── Page text
Politics

Volkswagen Scandal: how can we make our cars cleaner?

We need to test emissions more rigorously

September 24, 2015
Volkswagen diesels are shown behind a security fence on a storage lot near a VW dealership in Salt Lake City. © AP Photo/Rick Bowmer
Volkswagen diesels are shown behind a security fence on a storage lot near a VW dealership in Salt Lake City. © AP Photo/Rick Bowmer

Around 11m owners of Volkswagen's diesel-engined cars this week discovered that when they drive to work, take their children to school or make a road trip they may be emitting more harmful pollutants than they were led to believe.

According to the US Environmental Protection Agency, half a million VWs in the US were fitted with “defeat devices,” designed to detect a test and stop tailpipe emissions only when the car is being tested in the laboratory, but spew it out when real drivers are on the roads. VW has since said that about 11m of its cars carry this device globally.

VW chief executive Martin Winterkorn may have stepped down yesterday, with the promise of allowing the auto giant to turn over a new leaf, but the scandal is far from over, as drivers, environmental campaigners and politicians demand to know the scale of the issue—were European cars also affected, and are other car makers pulling similar tricks?

Italy, Germany and South Korea have begun investigations, but despite growing pressure, the European Commission has so far shied away from starting one of its own, suggesting instead that such work should be the preserve of national governments.

Green campaigners have long complained that automakers were exploiting loopholes in the testing regime that allowed them to overstate the environmental benefits of their latest models. Yesterday it emerged that the German government knew about defeat devices in July this year. Even back as far as 2011, then European Environment Commissioner Janez Potonik acknowledged "some cars may be 'tweaked' to fulfil the required test cycle in laboratory conditions but run outside the optimum when they are on the road," though he was speaking in general terms, not referring to the practices of any specific manufacturer.

Four years later, we are still choking on polluted air and most of the UK's biggest cities remain decades away from meeting legal air quality limits. Analysis by the Guardian following the VW scandal estimates the company's cars may be responsible for up to 1m tonnes of previously undetected air pollution each year, which is equivalent to the UK's combined emissions for all power stations, cars, industry and farming.
────
■ **Exercise set**
- A) Answer these questions from the article on the Volkswagen emissions scandal:
(i) According to the US Environmental Protection Agency, how many VWs in the US were fitted with "defeat devices"?
(ii) Which three countries have begun investigations?
(iii) How much previously undetected air pollution does the Guardian estimate the company's cars may be responsible for each year?
- B) Write the next part of the article on the Volkswagen emissions scandal, continuing from its last sentence.
The data that comes after the Volkswagen emissions article is separate material and is unrelated to it.
── Recorded data
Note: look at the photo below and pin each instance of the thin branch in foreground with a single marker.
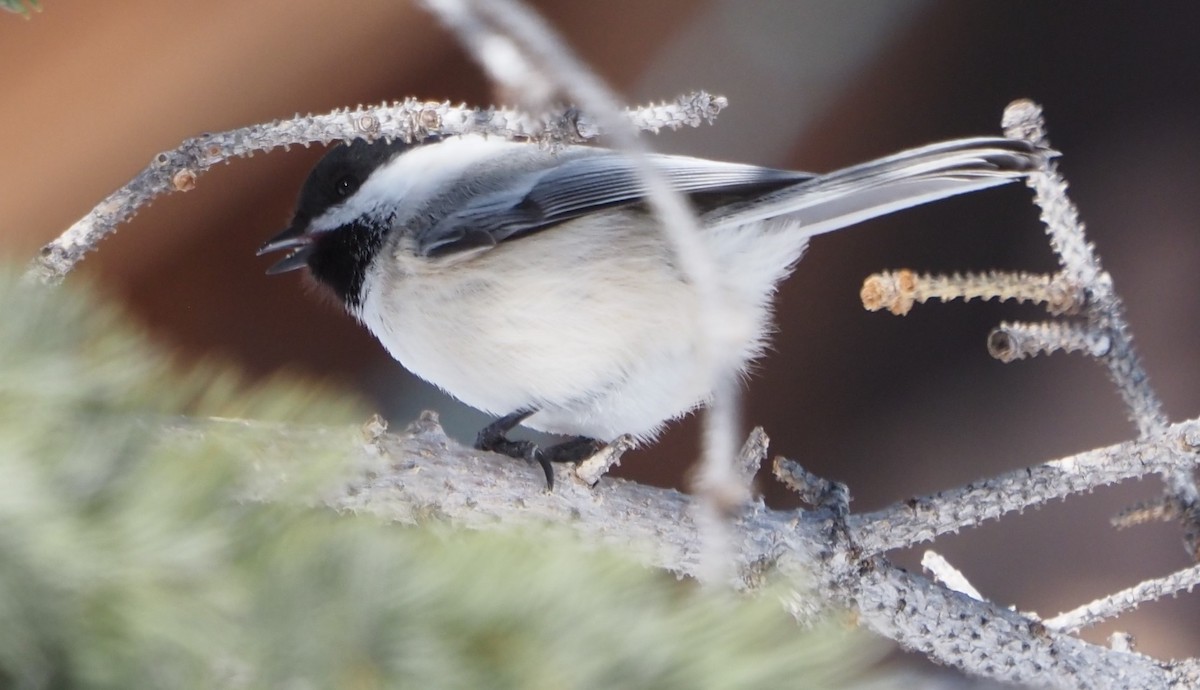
(952, 577)
(1013, 341)
(412, 120)
(1024, 120)
(922, 519)
(1126, 600)
(419, 474)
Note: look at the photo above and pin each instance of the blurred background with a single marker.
(893, 406)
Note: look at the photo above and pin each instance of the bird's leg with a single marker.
(492, 437)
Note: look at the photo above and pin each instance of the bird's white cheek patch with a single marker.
(415, 174)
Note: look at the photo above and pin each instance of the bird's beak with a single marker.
(293, 238)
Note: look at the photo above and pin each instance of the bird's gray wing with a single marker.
(573, 187)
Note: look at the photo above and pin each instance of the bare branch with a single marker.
(411, 120)
(1126, 600)
(420, 475)
(922, 519)
(526, 55)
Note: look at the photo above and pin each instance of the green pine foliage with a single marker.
(130, 559)
(21, 6)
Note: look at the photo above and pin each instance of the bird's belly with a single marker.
(606, 345)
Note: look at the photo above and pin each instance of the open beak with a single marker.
(293, 238)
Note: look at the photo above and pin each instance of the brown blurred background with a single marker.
(894, 407)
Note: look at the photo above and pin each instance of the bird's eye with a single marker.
(346, 185)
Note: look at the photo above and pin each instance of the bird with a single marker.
(535, 283)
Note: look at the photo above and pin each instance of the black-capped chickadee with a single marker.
(534, 285)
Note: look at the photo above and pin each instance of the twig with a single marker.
(1023, 120)
(952, 577)
(420, 475)
(412, 120)
(919, 520)
(525, 54)
(1126, 600)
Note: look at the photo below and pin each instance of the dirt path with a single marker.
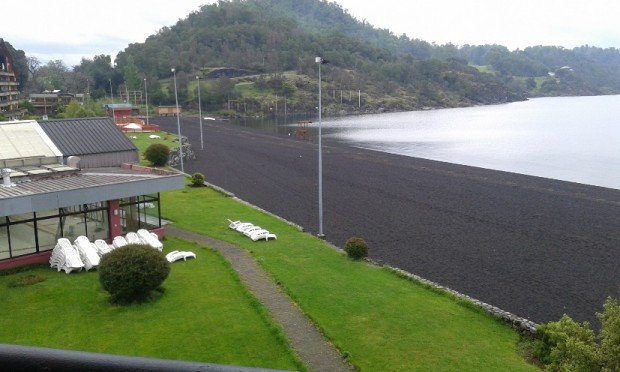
(536, 247)
(314, 350)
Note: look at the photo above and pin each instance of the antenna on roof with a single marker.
(6, 177)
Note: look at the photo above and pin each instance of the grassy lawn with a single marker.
(378, 319)
(142, 142)
(205, 315)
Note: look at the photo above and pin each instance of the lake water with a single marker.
(567, 138)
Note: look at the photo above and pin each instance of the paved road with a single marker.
(538, 248)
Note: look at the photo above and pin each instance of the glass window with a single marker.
(22, 239)
(48, 232)
(140, 212)
(4, 241)
(97, 225)
(73, 226)
(130, 217)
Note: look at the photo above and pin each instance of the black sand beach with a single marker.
(536, 247)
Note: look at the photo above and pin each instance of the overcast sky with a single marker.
(71, 29)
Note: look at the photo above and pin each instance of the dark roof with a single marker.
(86, 136)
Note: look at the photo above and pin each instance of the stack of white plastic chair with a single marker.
(119, 241)
(66, 257)
(251, 231)
(150, 239)
(88, 252)
(103, 247)
(133, 238)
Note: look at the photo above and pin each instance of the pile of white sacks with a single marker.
(83, 254)
(251, 231)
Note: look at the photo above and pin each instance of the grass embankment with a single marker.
(205, 315)
(378, 319)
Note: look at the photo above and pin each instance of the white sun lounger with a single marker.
(150, 239)
(262, 234)
(88, 252)
(119, 241)
(103, 247)
(251, 231)
(65, 257)
(179, 255)
(133, 238)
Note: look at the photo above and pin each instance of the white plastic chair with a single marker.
(150, 239)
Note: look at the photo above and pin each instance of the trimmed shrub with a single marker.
(568, 345)
(198, 180)
(131, 273)
(356, 248)
(157, 154)
(610, 334)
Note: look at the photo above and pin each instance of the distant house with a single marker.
(121, 110)
(67, 178)
(167, 110)
(9, 86)
(47, 102)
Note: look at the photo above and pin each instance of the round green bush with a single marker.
(198, 180)
(157, 154)
(131, 273)
(356, 248)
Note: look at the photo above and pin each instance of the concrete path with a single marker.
(313, 349)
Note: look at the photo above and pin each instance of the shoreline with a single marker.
(532, 246)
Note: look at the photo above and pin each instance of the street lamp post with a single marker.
(320, 61)
(112, 104)
(202, 147)
(176, 99)
(146, 100)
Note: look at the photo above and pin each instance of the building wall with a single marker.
(113, 159)
(9, 86)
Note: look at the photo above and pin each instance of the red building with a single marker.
(121, 110)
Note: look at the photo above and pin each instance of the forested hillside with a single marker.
(258, 56)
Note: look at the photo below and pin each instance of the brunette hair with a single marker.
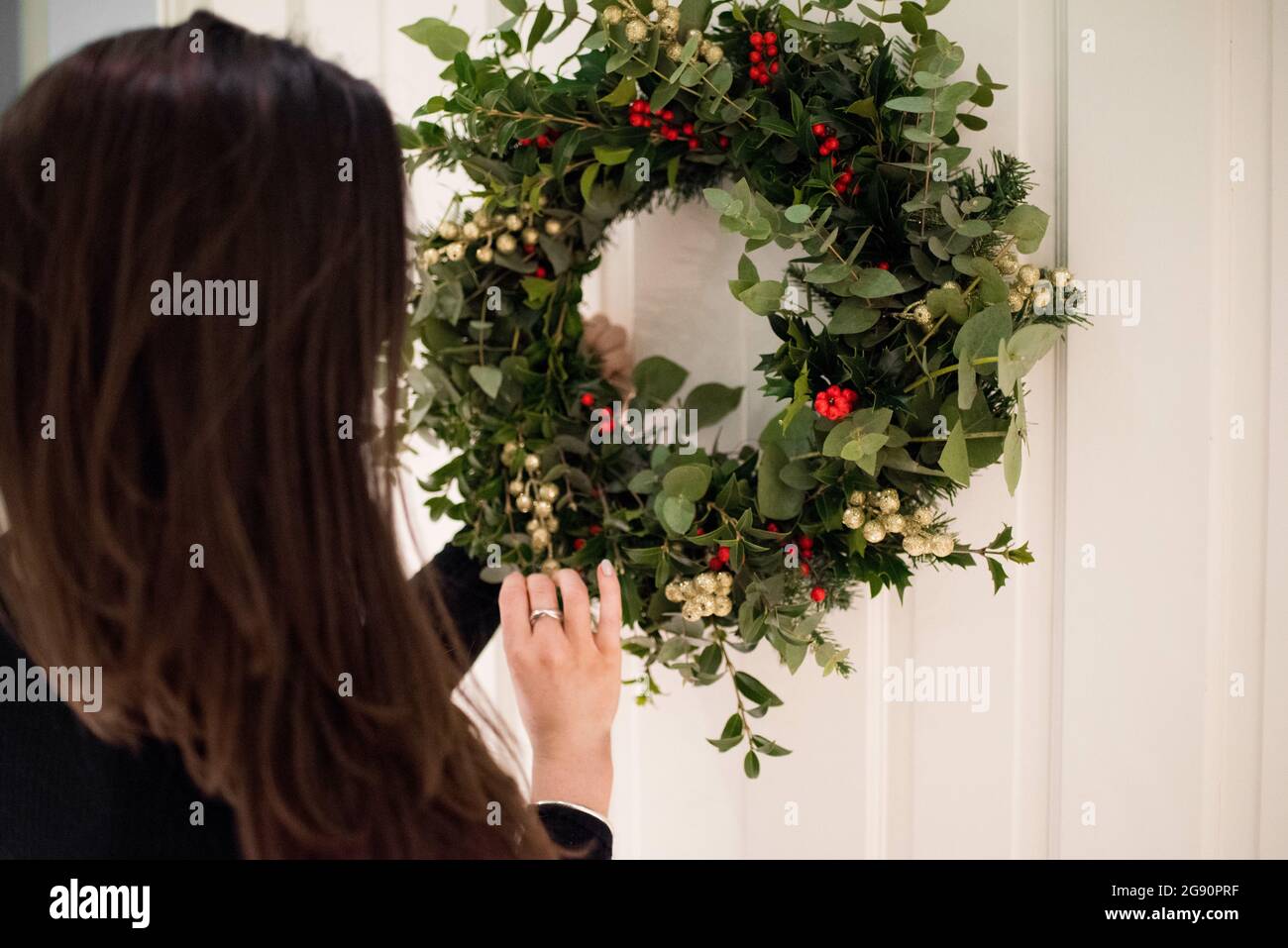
────
■ **Answers for this exercise**
- A)
(i) Half a million.
(ii) Italy, Germany and South Korea.
(iii) Up to 1m tonnes.

- B)
The problem and the fix is in the test cycle, which renders the ever-tightening pollution rules impotent. Earlier this month, the new Euro 6 standards came into force, which aim to radically cut the nitrogen dioxide emissions from diesel cars. But the testing cycle, which was developed in the seventies and involves cars being examined on something that resembles a complicated treadmill, isn’t up to the job.

Studies by the International Council on Clean Transportation (ICCT) have shown cars which officially met the Euro 6 limit for NOx emissions in the laboratory actually exceeded the limit by up to seven times on average when measured in real-world conditions and that on-road carbon dioxide emissions are on average 38 per cent higher than lab-tested emissions.

Much of this is down to carmakers increasingly exploiting loopholes in the test procedure, such as taking out car stereos or spare wheels to lighten the load and reduce power consumption. How many automakers were also using defeat devices remains to be seen, but it is clear that the lax testing regime opened the door for some car companies to expend too much time and energy learning how to beat the system rather than deliver genuinely low emission cars.

The Commission reckons its tough new test procedure, due to start in 2017, will stop manufacturers using defeat devices and give a much clearer idea of the actual emissions a car is likely to produce. Yesterday the European Parliament’s environment committee voted that no loopholes or deviations be allowed for pollution limits in the tests in this new regime.

But even if this new test cycle delivers a step change in the performance of cars, it will already be too late for the hundreds and thousands of people suffering poor health or early deaths each year because of the toxic pollution pumped out by the cars on our roads.